The second round (qualifiers for the finals) of the contest organized by Bending Spoons was held today. The problemset was very interesting and challenging, although it's currently hidden by the organizers, I think I can recall most of it from memory.

https://www.codechef.com/BENDSP02

Let's discuss the problems in the comments. Here are the abridged statements. They may not be 100% accurate.

Problem 1: Given $$$n$$$ nonzero vectors with integer coordinates and different directions, find $$$n$$$ points such that the $$$i$$$-th point is in the same direction as the $$$i$$$-th given vector (looking from the origin), and these $$$n$$$ points are the vertices of a strictly convex polygon (in some order). $$$|v_i|, n \leq 50$$$, printed points can have coordinates up to $$$10^9$$$ by abs. value.

Problem 2: Given a directed graph on $$$n$$$ nodes, each edge is labeled with a positive integer. You start from node $$$1$$$ with energy $$$0$$$. When traversing an edge with label $$$x$$$, your energy becomes $$$e' := e/2+x$$$. For each node, find the infimum of the set of values of energy you can have in that node, or $$$-1$$$ if it is unreachable. $$$n, m \leq 100000$$$

Problem 3: This problem was interactive, there's an $$$n \times m$$$ board, where $$$n \leq m$$$ and both $$$n,m$$$ are odd, and it's tiled with $$$(nm-1)/2$$$ dominos (so exactly one field is not tiled), the arrangement of dominos is not known to you. You can ask about a field and as a reply you get the other field covered by the same domino, or some special value meaning that the field is not tiled. Figure out which field is not tiled by asking no more than $$$n(ceil(\log_2(m/n)) + 3)$$$ queries. The interactor may be adaptive. $$$n,m \leq 1000$$$

Problem 4: Given an array, in one move you must choose a subarray $$$[l,r]$$$ of length at least two, add $$$(r-l+1)$$$ times the minimum element of that subarray to your score, and replace those $$$r-l+1$$$ elements with one element, their sum. The game is finished when there's only one element left. What's the highest score you can attain? $$$n \leq 60$$$, $$$|a_i| \leq 10^9$$$, so, elements can be negative. In one subtask, all elements are nonnegative.

Stated task:
Check each statement against the contest post and answer yes or no, quoting the deciding words from the post: (a) Problem 3 is interactive. (b) The problemset was publicly visible when the post was written. (c) Every subtask of Problem 4 guarantees nonnegative array elements.

Data listing:
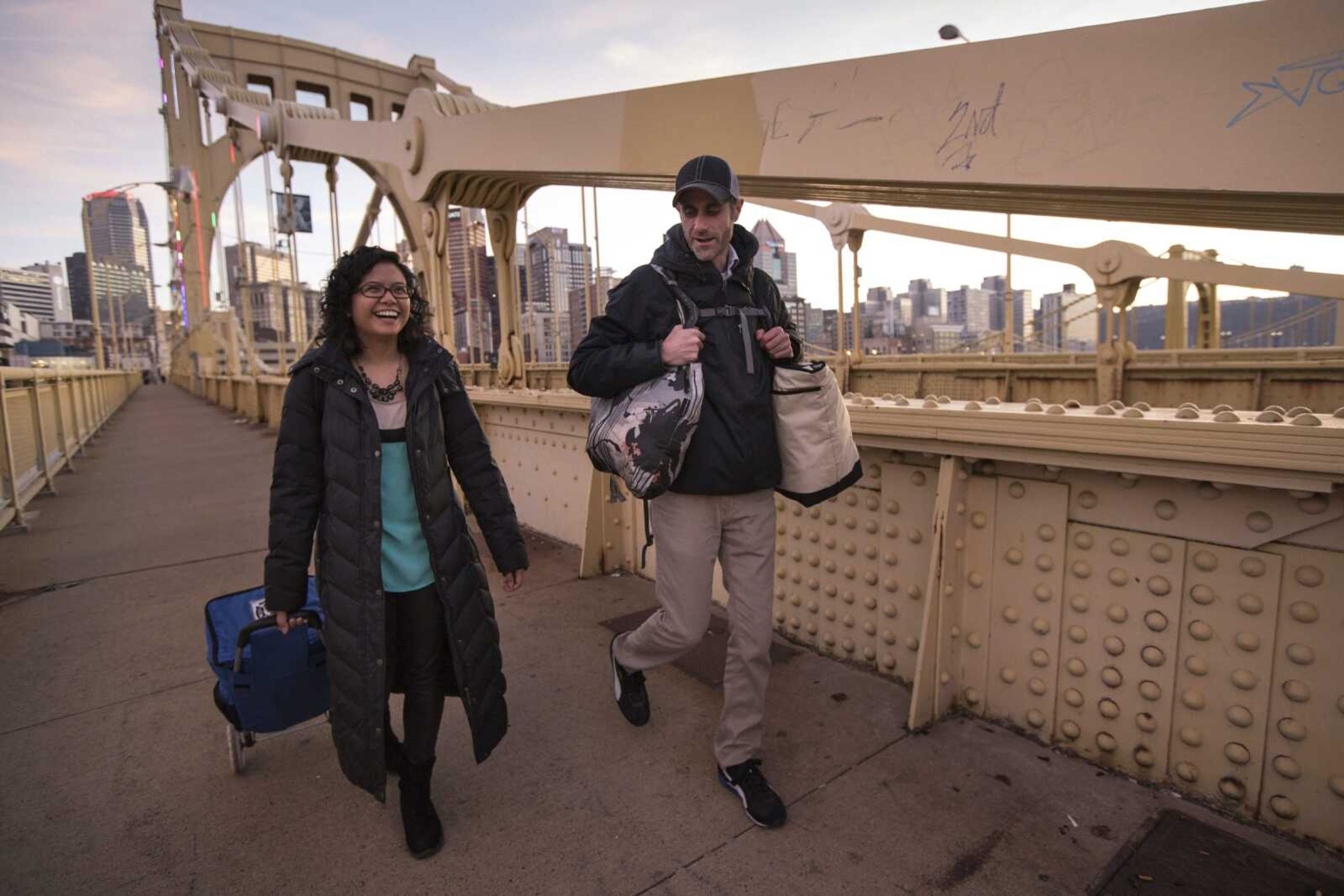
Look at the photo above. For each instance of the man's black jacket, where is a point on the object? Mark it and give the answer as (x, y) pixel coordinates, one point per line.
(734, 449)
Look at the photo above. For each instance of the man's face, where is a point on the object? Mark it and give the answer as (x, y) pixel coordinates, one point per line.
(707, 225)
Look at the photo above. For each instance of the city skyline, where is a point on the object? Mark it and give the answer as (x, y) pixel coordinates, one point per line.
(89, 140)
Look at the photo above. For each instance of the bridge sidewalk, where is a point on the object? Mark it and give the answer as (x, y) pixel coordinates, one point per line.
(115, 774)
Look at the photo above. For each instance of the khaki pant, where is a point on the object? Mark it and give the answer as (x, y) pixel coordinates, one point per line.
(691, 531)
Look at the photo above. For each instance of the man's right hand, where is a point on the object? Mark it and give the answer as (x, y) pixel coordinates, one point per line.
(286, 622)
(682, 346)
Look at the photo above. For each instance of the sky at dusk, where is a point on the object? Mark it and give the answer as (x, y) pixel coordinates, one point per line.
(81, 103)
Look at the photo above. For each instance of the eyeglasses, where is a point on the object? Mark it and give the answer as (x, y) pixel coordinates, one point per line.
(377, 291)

Task response:
(a) Yes: "This problem was interactive"
(b) No: "it's currently hidden by the organizers"
(c) No: "so, elements can be negative. In one subtask, all elements are nonnegative."